** start of Data shown **

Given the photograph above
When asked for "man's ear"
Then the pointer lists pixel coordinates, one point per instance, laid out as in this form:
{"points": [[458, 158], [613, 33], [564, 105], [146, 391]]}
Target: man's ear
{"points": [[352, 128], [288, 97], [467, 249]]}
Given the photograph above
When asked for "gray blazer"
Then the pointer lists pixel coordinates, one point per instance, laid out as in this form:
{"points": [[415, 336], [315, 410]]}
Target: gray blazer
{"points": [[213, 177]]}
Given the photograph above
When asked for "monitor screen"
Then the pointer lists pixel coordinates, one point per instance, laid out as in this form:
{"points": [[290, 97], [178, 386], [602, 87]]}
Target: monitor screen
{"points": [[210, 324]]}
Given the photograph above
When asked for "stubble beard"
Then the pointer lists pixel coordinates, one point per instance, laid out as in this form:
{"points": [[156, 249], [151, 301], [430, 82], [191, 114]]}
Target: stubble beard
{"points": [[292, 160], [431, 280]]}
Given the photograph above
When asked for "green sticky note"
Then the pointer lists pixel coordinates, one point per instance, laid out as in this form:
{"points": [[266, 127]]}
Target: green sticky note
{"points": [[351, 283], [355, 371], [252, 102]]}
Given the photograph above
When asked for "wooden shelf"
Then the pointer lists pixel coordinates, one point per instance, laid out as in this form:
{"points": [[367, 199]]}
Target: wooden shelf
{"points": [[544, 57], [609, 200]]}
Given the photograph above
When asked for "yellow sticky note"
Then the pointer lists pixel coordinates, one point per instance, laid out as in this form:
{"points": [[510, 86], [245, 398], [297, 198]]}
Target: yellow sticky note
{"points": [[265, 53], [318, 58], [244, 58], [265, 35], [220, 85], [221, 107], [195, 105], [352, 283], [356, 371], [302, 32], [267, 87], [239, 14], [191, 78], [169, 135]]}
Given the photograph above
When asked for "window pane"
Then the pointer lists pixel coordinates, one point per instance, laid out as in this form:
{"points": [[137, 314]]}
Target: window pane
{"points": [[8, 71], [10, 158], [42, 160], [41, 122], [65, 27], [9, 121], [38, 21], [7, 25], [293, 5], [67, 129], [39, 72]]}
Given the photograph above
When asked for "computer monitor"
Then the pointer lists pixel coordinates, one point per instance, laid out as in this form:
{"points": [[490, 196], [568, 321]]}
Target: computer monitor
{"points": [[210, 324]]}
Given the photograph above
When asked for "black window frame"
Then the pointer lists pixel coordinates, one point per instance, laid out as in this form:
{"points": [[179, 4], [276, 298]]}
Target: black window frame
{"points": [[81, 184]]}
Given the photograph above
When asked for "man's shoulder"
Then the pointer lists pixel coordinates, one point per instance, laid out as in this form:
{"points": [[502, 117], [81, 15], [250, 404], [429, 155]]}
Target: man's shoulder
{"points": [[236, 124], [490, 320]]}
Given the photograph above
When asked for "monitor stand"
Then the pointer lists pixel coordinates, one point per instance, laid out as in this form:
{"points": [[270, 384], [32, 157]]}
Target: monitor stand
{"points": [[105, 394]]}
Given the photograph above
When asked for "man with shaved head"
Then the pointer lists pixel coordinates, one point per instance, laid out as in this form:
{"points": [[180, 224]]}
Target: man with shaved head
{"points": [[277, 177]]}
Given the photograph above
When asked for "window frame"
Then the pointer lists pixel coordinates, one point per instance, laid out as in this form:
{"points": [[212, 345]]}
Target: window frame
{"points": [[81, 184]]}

** end of Data shown **

Stated task ▸
Each of the records should be retyped exactly.

Output ▸
Given the photograph above
When asked for "man's ear"
Then the pointer lists pixel coordinates, one point per instance, laid out as in this form:
{"points": [[458, 158], [613, 33], [564, 105], [146, 391]]}
Target: man's ear
{"points": [[352, 128], [288, 97], [467, 249]]}
Given the photograph above
When asked for "gray blazer"
Then the pointer lists pixel coordinates, one point per instance, laid out as in this form:
{"points": [[415, 336], [315, 410]]}
Target: gray blazer
{"points": [[213, 177]]}
Given the photograph above
When asked for "monitor screen"
Then the pointer lists pixel coordinates, one point per instance, laid out as in this form:
{"points": [[290, 97], [178, 386], [602, 87]]}
Target: monitor screen
{"points": [[210, 324]]}
Given the photograph above
When asked for "stubble beard"
Then the pointer lists pixel coordinates, one point per instance, laid out as in this form:
{"points": [[156, 249], [151, 301], [430, 82], [191, 114]]}
Target: stubble beard
{"points": [[292, 160], [431, 280]]}
Given the photograph above
When asked for "green sticky note"
Then the pointer lists pixel coordinates, one point per instance, laid out as in this form:
{"points": [[266, 127]]}
Target: green sticky note
{"points": [[351, 283], [355, 371], [252, 102]]}
Given the photograph above
When asked for "wooden shelf"
Then the pointer lists pixel coordinates, one point per instance, laid out as in this form:
{"points": [[367, 199]]}
Target: wooden shelf
{"points": [[544, 57], [609, 200]]}
Given the photograph above
When asked for "yellow sticky note"
Then the pointer lists pixel coordinates, one point per instance, laid out as in this form:
{"points": [[510, 86], [245, 398], [297, 198]]}
Target: yellow sticky note
{"points": [[265, 53], [318, 58], [244, 58], [265, 35], [220, 85], [221, 107], [195, 105], [352, 283], [356, 371], [302, 32], [267, 87], [239, 14], [191, 78], [169, 135]]}
Given the photograph above
When asked for "window pane"
Then the pointer lists pixel coordinates, one point per instance, laid out as in this form:
{"points": [[137, 314]]}
Target: window pane
{"points": [[8, 71], [10, 158], [42, 160], [41, 122], [65, 27], [9, 121], [38, 21], [7, 25], [293, 5], [67, 129], [39, 72]]}
Given the photograph above
When asked for "computer monitor"
Then the pointer lists pixel coordinates, one point per instance, laid out as in this form:
{"points": [[490, 196], [568, 321]]}
Target: computer monitor
{"points": [[210, 324]]}
Given the photograph above
When asked for "black window frame"
Then the pointer lists pixel coordinates, one point per instance, laid out as in this form:
{"points": [[179, 4], [276, 298]]}
Target: black window frame
{"points": [[81, 184]]}
Given the photograph above
When asked for "man's shoulder"
Then the pointer lists pixel coordinates, one point per instance, laid out as in this form:
{"points": [[502, 117], [81, 15], [250, 404], [429, 155]]}
Target: man's shoulder
{"points": [[236, 124], [490, 320]]}
Given the photograph above
When asked for "monitor stand"
Then the pointer lists pixel coordinates, one point per instance, laid out as in this form:
{"points": [[270, 384], [32, 157]]}
Target: monitor stand
{"points": [[105, 394]]}
Given the photograph above
When asked for "man with shaved head"
Then the pointer lists pixel coordinates, one point per instance, laid out as in this form:
{"points": [[180, 224]]}
Target: man with shaved head
{"points": [[277, 177]]}
Given the photograph above
When asked for "window frame"
Then the pointer lists pixel coordinates, one point per instance, laid out as in this form:
{"points": [[212, 345]]}
Target: window frame
{"points": [[81, 184]]}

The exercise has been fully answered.